(Rows from a data source)

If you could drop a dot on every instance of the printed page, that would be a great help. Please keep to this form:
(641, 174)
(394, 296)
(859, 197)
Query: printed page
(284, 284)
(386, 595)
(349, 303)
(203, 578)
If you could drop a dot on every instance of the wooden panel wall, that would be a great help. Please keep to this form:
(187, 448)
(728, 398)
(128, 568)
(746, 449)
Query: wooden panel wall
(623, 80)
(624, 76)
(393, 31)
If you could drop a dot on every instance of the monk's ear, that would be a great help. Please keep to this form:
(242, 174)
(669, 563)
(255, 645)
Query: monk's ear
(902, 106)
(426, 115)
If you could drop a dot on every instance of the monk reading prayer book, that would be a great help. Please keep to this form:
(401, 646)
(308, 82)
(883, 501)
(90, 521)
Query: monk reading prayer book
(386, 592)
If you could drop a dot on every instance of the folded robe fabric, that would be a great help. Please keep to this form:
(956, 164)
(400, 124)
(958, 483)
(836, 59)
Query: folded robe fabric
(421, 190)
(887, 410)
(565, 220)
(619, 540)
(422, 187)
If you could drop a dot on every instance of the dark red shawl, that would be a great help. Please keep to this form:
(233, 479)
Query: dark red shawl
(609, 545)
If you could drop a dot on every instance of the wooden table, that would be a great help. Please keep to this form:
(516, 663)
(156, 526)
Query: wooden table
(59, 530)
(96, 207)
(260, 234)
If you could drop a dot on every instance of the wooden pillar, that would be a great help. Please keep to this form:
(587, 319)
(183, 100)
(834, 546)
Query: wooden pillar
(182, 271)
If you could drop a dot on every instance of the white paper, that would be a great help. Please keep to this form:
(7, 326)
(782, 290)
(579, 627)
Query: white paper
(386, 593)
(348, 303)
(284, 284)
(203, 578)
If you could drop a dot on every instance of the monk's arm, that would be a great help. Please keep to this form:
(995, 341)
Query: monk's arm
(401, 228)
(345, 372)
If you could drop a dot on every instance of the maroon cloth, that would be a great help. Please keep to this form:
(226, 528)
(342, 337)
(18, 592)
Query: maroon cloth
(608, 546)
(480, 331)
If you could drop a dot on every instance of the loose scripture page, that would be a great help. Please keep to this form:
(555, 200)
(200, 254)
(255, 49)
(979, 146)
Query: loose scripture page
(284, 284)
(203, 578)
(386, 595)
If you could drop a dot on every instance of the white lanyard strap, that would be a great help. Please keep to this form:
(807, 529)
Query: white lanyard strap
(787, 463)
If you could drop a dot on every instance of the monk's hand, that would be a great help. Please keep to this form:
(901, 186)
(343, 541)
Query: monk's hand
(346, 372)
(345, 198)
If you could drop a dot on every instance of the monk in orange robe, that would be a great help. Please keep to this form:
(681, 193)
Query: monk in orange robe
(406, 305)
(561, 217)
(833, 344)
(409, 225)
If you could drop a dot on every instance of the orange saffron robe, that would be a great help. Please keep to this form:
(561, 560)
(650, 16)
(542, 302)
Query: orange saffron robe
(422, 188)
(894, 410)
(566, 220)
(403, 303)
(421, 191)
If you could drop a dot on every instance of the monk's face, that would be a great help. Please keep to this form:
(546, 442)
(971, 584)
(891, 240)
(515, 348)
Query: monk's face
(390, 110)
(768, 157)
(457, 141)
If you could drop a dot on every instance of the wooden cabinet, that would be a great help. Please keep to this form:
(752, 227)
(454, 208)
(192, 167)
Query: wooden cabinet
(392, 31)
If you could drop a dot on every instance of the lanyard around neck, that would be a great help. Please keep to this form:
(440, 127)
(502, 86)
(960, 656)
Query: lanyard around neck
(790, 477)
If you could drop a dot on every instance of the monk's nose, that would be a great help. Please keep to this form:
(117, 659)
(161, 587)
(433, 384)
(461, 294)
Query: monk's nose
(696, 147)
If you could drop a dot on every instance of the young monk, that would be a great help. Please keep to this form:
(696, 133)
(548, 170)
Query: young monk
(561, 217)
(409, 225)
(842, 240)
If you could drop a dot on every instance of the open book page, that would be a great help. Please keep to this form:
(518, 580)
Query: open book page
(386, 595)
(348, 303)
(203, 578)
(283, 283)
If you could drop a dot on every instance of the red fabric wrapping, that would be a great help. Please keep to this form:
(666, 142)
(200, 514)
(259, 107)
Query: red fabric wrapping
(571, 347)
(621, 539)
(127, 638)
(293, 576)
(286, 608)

- **Problem to solve**
Turn all of the rows above into a numbered list, omitting any blank lines.

- **Result**
1. If you could drop a dot on every instance of the printed page, that would be a great help. Please keep to this form:
2. (641, 174)
3. (394, 296)
4. (859, 197)
5. Query: printed page
6. (284, 284)
7. (386, 595)
8. (349, 303)
9. (203, 578)
10. If you could drop a dot on every instance of the wooden panel wall, that would be a great help. Please keep to this form:
11. (187, 448)
12. (728, 398)
13. (128, 568)
14. (746, 449)
15. Query: wooden panel wall
16. (623, 80)
17. (624, 76)
18. (393, 31)
19. If you could drop a dot on every instance of the monk's ear, that would be a great help. Please keep to this form:
20. (242, 174)
21. (669, 563)
22. (255, 645)
23. Query: monk's ear
24. (902, 106)
25. (426, 115)
26. If you could drop a dot on every instance of the monk reading prayer book, that would be a great help. Please keep to this form:
27. (401, 646)
28. (308, 82)
29. (883, 501)
30. (90, 521)
31. Query: monk reading prayer book
32. (386, 592)
33. If you could drop a dot on every instance of the folded robe fabric, that would be a great help. Please keep to this form:
34. (956, 164)
35. (400, 124)
36. (958, 483)
37. (836, 59)
38. Query: folded robe fabric
39. (421, 190)
40. (887, 410)
41. (565, 220)
42. (619, 540)
43. (422, 187)
44. If you could drop a dot on every instance of the dark red shawl, that would be a great help. Please keep to this form:
45. (233, 479)
46. Query: dark red shawl
47. (609, 545)
48. If you could drop a dot on every instance of the wooden table, that would be a great help. Please keep to this form:
49. (516, 663)
50. (156, 526)
51. Query: wooden table
52. (59, 530)
53. (96, 207)
54. (260, 234)
55. If you could drop a dot on every instance of the wooden pillar, that would be a great help. Please keep to this form:
56. (587, 319)
57. (183, 100)
58. (834, 546)
59. Query: wooden pillar
60. (182, 271)
61. If you could drop a dot on every instance of the white paper, that would be a great help. Please keep to this form:
62. (7, 326)
63. (782, 290)
64. (579, 627)
65. Query: white paper
66. (386, 593)
67. (348, 303)
68. (284, 284)
69. (203, 578)
70. If you could drop a dot on every instance of the monk's arm, that would be a great help. Please keep to this form:
71. (995, 341)
72. Query: monk's arm
73. (401, 228)
74. (345, 372)
75. If you could drop a dot on every instance of the maroon cloth, that would be a great help. Please keep to this form:
76. (226, 528)
77. (342, 337)
78. (18, 592)
79. Query: maroon cloth
80. (608, 546)
81. (480, 331)
82. If you could drop a dot on every instance of the loose scripture page, that would be a great help. Please keep to this form:
83. (555, 200)
84. (200, 254)
85. (255, 49)
86. (979, 146)
87. Query: loose scripture page
88. (284, 284)
89. (203, 578)
90. (386, 595)
91. If you could drop a dot on every instance of the white lanyard strap, that would be a great help. Please keep to this form:
92. (807, 529)
93. Query: white lanyard strap
94. (787, 463)
95. If you could drop a dot on every instance of the monk's hand, that would be a great help. Please keep to this form:
96. (901, 186)
97. (343, 541)
98. Query: monk's hand
99. (346, 372)
100. (345, 198)
101. If you could drop a dot on every instance of the monk in orange robe, that would be a great help. Please keep to this form:
102. (681, 193)
103. Query: monk in orange robe
104. (406, 305)
105. (561, 217)
106. (833, 344)
107. (409, 225)
108. If you could drop a dot on every instance of the orange saffron robe, that would be a great help. Please keep to this form:
109. (561, 560)
110. (650, 16)
111. (542, 302)
112. Query: orange saffron robe
113. (422, 188)
114. (894, 410)
115. (566, 220)
116. (403, 303)
117. (421, 191)
118. If you could drop a dot on every instance of the monk's face, that would be a great help. Please keep to this form:
119. (546, 442)
120. (971, 584)
121. (891, 240)
122. (515, 348)
123. Query: monk's face
124. (390, 110)
125. (768, 157)
126. (457, 141)
127. If you could drop a dot on every instance of the wooden cabinet, that would be a great help. Please keep to this form:
128. (752, 227)
129. (454, 208)
130. (192, 167)
131. Query: wooden cabinet
132. (392, 31)
133. If you could drop a dot on every instance of the lanyard around neck, that would be a great help. Please keep to this form:
134. (440, 127)
135. (502, 86)
136. (960, 656)
137. Query: lanyard around neck
138. (790, 477)
139. If you could drop a dot on every instance of the monk's nose, that would be a great help. Please keep to this form:
140. (117, 659)
141. (161, 587)
142. (433, 384)
143. (461, 294)
144. Query: monk's nose
145. (696, 147)
146. If you could drop a dot on every instance of the young monk, that would be a great help. Please keep to this form:
147. (696, 133)
148. (548, 170)
149. Query: young monk
150. (561, 217)
151. (409, 225)
152. (842, 240)
153. If you could drop a dot on every instance of the open book page, that would be a great help. Please keep to this form:
154. (518, 580)
155. Query: open book page
156. (386, 595)
157. (348, 303)
158. (203, 578)
159. (283, 283)
160. If you could drop a dot on every instance of the red fabric wrapping, that would be a great help. Please keep to this form:
161. (666, 142)
162. (200, 514)
163. (259, 107)
164. Query: red fabric wrapping
165. (571, 347)
166. (621, 539)
167. (127, 638)
168. (293, 576)
169. (286, 608)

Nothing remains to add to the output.